» **Work to do**
Please revise the entries below so that every "even-odd rule" becomes "nonzero winding rule", with all else left unchanged.

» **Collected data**
= = = = = = =

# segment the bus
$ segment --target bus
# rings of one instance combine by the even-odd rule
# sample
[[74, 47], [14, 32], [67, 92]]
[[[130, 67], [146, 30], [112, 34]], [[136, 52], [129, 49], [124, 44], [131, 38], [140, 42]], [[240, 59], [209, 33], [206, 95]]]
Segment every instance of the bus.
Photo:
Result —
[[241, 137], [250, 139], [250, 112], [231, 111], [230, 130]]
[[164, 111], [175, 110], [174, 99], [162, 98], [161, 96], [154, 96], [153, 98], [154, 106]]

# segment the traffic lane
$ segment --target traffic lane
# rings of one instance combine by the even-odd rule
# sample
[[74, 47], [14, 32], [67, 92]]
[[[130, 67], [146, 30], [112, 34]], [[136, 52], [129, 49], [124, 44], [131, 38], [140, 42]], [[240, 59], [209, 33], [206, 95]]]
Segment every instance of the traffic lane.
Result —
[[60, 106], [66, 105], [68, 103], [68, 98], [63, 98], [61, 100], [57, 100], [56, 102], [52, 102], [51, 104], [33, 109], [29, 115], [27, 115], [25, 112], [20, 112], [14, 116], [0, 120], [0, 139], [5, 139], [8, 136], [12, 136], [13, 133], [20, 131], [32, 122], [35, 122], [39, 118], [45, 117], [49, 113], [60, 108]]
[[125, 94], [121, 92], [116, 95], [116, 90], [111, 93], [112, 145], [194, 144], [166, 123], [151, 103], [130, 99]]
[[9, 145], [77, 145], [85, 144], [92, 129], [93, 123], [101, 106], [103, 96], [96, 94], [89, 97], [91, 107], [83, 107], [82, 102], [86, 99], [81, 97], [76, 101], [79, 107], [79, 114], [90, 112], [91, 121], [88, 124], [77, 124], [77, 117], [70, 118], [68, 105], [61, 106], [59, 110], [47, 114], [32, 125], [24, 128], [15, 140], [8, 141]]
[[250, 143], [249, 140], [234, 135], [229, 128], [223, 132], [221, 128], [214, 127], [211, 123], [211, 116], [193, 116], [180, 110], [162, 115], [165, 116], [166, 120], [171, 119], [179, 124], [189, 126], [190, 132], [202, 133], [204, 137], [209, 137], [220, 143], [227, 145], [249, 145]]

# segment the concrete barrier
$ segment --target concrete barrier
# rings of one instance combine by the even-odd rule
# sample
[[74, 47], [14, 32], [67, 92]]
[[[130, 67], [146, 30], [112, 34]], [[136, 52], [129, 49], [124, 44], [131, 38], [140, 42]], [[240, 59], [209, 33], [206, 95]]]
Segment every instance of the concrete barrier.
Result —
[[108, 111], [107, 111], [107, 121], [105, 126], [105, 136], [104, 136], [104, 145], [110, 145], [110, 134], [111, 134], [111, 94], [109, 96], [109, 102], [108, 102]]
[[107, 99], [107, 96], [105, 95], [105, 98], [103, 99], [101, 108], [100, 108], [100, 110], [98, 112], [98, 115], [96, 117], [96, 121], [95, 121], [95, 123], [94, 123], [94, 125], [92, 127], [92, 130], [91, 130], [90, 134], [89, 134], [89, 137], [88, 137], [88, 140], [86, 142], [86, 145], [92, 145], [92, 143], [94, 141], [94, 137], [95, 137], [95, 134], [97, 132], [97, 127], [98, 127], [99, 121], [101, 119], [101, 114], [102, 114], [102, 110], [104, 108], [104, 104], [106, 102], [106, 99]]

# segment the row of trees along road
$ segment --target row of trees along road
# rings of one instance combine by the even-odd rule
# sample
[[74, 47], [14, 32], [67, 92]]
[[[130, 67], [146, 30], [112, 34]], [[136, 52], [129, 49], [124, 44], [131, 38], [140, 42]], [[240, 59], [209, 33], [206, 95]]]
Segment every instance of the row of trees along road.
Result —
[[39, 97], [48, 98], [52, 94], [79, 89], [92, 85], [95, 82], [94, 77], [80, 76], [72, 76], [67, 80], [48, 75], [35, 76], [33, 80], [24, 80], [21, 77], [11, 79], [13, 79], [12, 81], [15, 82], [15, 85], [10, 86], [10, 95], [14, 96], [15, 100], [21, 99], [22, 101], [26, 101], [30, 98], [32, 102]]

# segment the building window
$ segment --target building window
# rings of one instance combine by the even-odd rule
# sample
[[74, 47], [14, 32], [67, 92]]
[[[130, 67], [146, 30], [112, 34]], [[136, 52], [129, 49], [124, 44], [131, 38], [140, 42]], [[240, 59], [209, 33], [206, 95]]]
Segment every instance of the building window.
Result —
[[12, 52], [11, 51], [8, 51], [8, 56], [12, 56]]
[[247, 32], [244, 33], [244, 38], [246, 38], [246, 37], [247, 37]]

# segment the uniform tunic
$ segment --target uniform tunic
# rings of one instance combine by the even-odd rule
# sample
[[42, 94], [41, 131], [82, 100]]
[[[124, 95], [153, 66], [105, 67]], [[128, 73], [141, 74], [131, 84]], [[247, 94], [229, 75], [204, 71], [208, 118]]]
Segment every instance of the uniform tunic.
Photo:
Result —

= = = = = = =

» **Correct answer**
# segment the bus
$ segment --target bus
# rings of one instance combine by the nonzero winding rule
# sample
[[74, 47], [14, 32], [67, 92]]
[[[130, 67], [146, 30], [112, 34]], [[136, 52], [129, 49], [124, 44], [131, 38], [140, 42]], [[240, 59], [209, 33], [206, 95]]]
Segment every instance of the bus.
Photo:
Result —
[[241, 137], [250, 139], [250, 112], [231, 111], [230, 130]]
[[164, 111], [175, 110], [174, 99], [162, 98], [161, 96], [154, 96], [153, 98], [154, 106]]

# segment the traffic lane
$ segment --target traffic lane
# rings of one instance combine by the nonzero winding rule
# sample
[[74, 47], [14, 32], [67, 92]]
[[[130, 67], [146, 30], [112, 34]], [[136, 52], [129, 49], [124, 44], [131, 38], [140, 42]], [[240, 59], [209, 33], [206, 95]]]
Segment every instance of the traffic lane.
Result —
[[60, 106], [66, 105], [68, 103], [68, 98], [63, 98], [61, 100], [57, 100], [56, 102], [52, 102], [51, 104], [33, 109], [29, 115], [27, 115], [25, 112], [20, 112], [14, 116], [0, 120], [0, 139], [5, 139], [8, 136], [12, 136], [13, 133], [20, 131], [32, 122], [35, 122], [39, 118], [45, 117], [49, 113], [60, 108]]
[[125, 94], [121, 92], [116, 95], [116, 90], [111, 93], [112, 145], [194, 144], [166, 123], [151, 103], [130, 99]]
[[9, 145], [77, 145], [85, 144], [92, 129], [93, 123], [101, 106], [103, 96], [96, 94], [89, 97], [91, 107], [83, 107], [82, 102], [86, 99], [81, 97], [76, 101], [79, 107], [79, 114], [90, 112], [91, 121], [88, 124], [77, 124], [77, 117], [70, 118], [68, 105], [61, 106], [59, 110], [47, 114], [32, 125], [24, 128], [15, 140], [8, 141]]
[[250, 143], [249, 140], [234, 135], [229, 128], [223, 132], [221, 128], [214, 127], [211, 123], [211, 116], [193, 116], [180, 110], [162, 115], [165, 116], [166, 120], [171, 119], [179, 124], [189, 126], [190, 132], [202, 133], [204, 137], [209, 137], [220, 143], [227, 145], [249, 145]]

# segment the concrete barrier
$ segment --target concrete barrier
# rings of one instance combine by the nonzero winding rule
# sample
[[74, 47], [14, 32], [67, 92]]
[[[130, 67], [146, 30], [112, 34]], [[136, 52], [129, 49], [124, 44], [131, 38], [140, 42]], [[240, 59], [209, 33], [206, 95]]]
Segment every instance of the concrete barrier.
Result —
[[108, 111], [107, 111], [107, 121], [105, 126], [105, 136], [104, 136], [104, 145], [110, 145], [110, 134], [111, 134], [111, 94], [109, 96], [109, 102], [108, 102]]
[[107, 99], [107, 96], [105, 95], [105, 98], [103, 99], [101, 108], [100, 108], [100, 110], [98, 112], [98, 115], [96, 117], [96, 121], [95, 121], [95, 123], [94, 123], [94, 125], [92, 127], [92, 130], [91, 130], [90, 134], [89, 134], [89, 137], [88, 137], [88, 140], [86, 142], [86, 145], [92, 145], [92, 143], [94, 141], [94, 137], [95, 137], [95, 134], [97, 132], [97, 127], [98, 127], [99, 121], [101, 119], [101, 114], [102, 114], [102, 110], [104, 108], [104, 104], [106, 102], [106, 99]]

# segment the row of trees along road
$ segment --target row of trees along road
# rings of one instance combine by the nonzero winding rule
# sample
[[74, 47], [14, 32], [67, 92]]
[[[130, 67], [146, 30], [112, 34]], [[136, 52], [129, 49], [124, 44], [131, 38], [140, 42]], [[240, 59], [209, 33], [206, 95]]]
Segment every instance of the row of trees along road.
Result —
[[39, 97], [48, 98], [52, 94], [79, 89], [92, 85], [95, 82], [94, 77], [80, 76], [72, 76], [67, 80], [48, 75], [35, 76], [33, 80], [24, 80], [21, 77], [11, 79], [13, 79], [12, 81], [15, 82], [15, 85], [10, 86], [10, 95], [14, 96], [15, 100], [21, 99], [22, 101], [26, 101], [30, 98], [32, 102]]

# segment the building window
$ segment --target building window
# rings of one instance combine by the nonzero winding rule
# sample
[[74, 47], [14, 32], [67, 92]]
[[[130, 67], [146, 30], [112, 34]], [[136, 52], [129, 49], [124, 44], [131, 38], [140, 42]], [[240, 59], [209, 33], [206, 95]]]
Segment every instance of the building window.
Result —
[[12, 52], [11, 51], [8, 51], [8, 56], [12, 56]]
[[247, 32], [244, 33], [244, 38], [246, 38], [246, 37], [247, 37]]

# segment the uniform tunic
$ segment --target uniform tunic
# rings of one instance combine by the nonzero winding rule
# sample
[[42, 94], [41, 131], [82, 100]]
[[[124, 95], [153, 66], [105, 67]], [[128, 73], [141, 74], [131, 84]], [[247, 94], [229, 75], [204, 71], [208, 118]]]
Segment every instance of the uniform tunic.
Photo:
Result —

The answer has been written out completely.